▸ **Document text**
* * * * *

No Drugs for Mild Hypertension? (Summary)

A Cochrane review of the evidence basis of drugs for mild (stage 1) hypertension (blood pressure (BP) 140-159/90-99 mm Hg) that I co-authored in 2012 concluded that drug treatment for mild hypertension is not evidence-based to benefit patients. Furthermore, drug related side effects severe enough to discontinue treatment occur each year in about 11% of patients treated.

Despite our findings published in a premier evidence-based medicine journal, the Eighth Joint National Committee on Prevention, Detection, Evaluation, and Treatment of High Blood Pressure (JNC-8) giving updated treatment recommendations in 2013 ignored our systematic review. JNC-8 panelists, funded by the National Institutes of Health, voted to continue recommending drugs for mild hypertension. My call for a retraction of the JNC-8 drugs for mild hypertension guidelines as a guest post in the KevinMD blog was also ignored by the JNC-8 Panel.

According to American Heart Association data, drug treatment of mild hypertension will cost about $41 billion in 2015, well over 1% of all health care costs. Due largely to the aging of baby-boomers, drugs and outpatient clinic visits for mild hypertension will cost more than $500 billion over the next 10 years (2015-2024). This projection assumes that only about half of approximately 50 million people with mild hypertension in the USA will receive drug treatment. To put this cost in perspective, the Congressional Budget Office projected that the net effect of the Affordable Care Act (Obamacare) over the next 10 years will be to increase the federal deficit by $109 billion. Therefore, saving $500 billion in health care spending while benefiting patients should be a big deal.

To date, no major newspaper has reported on the Cochrane review of drugs for mild hypertension. Relatively few thought leaders in medicine and hypertension policy have commented on the review. No evidence has emerged that many physicians have discussed the findings and implications of this review with their patients with mild hypertension.

* * * * *

▸ **Information given**
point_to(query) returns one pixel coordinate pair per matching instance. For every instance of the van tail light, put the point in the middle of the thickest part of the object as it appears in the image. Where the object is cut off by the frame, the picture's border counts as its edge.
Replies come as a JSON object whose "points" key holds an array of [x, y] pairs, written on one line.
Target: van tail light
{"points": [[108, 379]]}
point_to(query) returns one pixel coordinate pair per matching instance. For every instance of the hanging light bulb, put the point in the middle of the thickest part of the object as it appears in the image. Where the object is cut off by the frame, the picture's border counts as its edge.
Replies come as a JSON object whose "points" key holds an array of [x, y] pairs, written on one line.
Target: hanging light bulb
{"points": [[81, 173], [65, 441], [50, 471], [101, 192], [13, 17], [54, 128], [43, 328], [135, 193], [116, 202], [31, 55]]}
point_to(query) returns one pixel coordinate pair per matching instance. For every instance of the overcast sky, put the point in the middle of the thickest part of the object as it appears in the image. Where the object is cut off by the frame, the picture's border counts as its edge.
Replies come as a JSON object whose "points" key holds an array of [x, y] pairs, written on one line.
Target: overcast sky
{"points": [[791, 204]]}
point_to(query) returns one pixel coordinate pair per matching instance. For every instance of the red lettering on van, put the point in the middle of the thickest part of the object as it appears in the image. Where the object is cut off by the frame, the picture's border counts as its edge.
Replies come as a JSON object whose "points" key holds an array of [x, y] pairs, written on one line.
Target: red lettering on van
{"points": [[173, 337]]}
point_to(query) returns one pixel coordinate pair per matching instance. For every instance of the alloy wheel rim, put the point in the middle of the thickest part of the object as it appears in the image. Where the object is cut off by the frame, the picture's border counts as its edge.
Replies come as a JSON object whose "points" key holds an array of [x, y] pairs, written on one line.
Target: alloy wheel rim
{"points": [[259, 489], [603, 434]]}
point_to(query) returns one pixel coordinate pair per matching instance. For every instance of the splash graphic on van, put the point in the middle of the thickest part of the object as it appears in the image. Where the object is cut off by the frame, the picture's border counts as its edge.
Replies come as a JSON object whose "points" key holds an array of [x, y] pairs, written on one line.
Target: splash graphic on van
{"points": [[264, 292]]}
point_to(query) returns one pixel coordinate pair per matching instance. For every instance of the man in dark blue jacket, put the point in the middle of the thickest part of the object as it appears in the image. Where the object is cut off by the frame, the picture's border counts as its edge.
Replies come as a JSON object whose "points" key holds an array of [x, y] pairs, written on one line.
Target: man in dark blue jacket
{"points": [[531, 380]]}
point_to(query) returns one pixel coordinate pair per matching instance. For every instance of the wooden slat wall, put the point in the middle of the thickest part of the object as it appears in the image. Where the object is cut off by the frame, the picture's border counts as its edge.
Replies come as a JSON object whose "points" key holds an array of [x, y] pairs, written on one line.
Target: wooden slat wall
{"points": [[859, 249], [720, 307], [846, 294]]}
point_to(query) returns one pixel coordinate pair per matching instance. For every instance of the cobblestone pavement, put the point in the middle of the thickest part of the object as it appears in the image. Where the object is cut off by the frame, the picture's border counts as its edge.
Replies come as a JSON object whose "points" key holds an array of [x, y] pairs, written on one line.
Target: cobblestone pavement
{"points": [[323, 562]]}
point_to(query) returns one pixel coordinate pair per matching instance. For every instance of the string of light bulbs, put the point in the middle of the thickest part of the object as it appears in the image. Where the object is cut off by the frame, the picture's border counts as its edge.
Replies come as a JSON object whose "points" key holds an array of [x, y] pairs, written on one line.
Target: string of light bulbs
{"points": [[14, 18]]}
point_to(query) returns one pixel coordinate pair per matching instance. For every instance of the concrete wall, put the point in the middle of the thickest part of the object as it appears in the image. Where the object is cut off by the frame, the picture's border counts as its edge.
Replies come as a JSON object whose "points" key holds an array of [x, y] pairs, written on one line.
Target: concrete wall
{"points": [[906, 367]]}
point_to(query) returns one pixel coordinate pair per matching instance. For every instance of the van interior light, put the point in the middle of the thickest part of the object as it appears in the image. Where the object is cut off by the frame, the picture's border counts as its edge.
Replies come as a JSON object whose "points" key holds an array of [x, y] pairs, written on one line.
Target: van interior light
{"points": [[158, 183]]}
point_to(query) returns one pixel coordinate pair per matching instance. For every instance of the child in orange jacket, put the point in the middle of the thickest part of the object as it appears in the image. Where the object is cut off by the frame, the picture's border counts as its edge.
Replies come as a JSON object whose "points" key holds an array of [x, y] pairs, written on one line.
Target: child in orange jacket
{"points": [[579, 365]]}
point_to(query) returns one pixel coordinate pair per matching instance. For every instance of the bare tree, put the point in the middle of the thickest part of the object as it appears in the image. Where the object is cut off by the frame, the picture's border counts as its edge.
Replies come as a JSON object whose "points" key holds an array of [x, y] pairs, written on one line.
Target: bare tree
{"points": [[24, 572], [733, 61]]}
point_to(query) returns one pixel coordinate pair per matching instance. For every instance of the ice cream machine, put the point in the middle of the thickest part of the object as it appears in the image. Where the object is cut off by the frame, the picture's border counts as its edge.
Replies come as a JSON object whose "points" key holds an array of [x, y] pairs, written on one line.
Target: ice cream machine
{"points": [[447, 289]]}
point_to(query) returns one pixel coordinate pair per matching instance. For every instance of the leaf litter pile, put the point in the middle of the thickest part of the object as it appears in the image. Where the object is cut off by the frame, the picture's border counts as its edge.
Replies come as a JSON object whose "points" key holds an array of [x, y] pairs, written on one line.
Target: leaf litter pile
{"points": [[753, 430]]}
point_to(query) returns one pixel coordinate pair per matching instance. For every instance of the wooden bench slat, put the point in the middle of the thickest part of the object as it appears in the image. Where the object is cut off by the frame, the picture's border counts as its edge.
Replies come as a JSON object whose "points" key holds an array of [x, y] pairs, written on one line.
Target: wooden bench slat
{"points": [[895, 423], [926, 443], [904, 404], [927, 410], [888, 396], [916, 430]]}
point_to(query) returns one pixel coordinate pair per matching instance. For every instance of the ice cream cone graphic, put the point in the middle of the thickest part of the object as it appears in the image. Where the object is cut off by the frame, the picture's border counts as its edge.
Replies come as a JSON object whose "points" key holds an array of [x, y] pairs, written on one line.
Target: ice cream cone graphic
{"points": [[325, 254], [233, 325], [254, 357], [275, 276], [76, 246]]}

* * * * *

▸ **Task instructions**
**1)** Answer these questions from the text on drugs for mild hypertension:
(a) What blood pressure range does the text give for mild (stage 1) hypertension?
(b) Which body funded the JNC-8 panelists?
(c) By how much did the Congressional Budget Office project the Affordable Care Act would increase the federal deficit over the next 10 years?
**2)** List every calendar year mentioned in the text on drugs for mild hypertension.
Rely solely on the text for every answer.

▸ **Answer set**
**1)**
(a) 140-159/90-99 mm Hg
(b) The National Institutes of Health
(c) $109 billion

**2)** 2012, 2013, 2015, 2024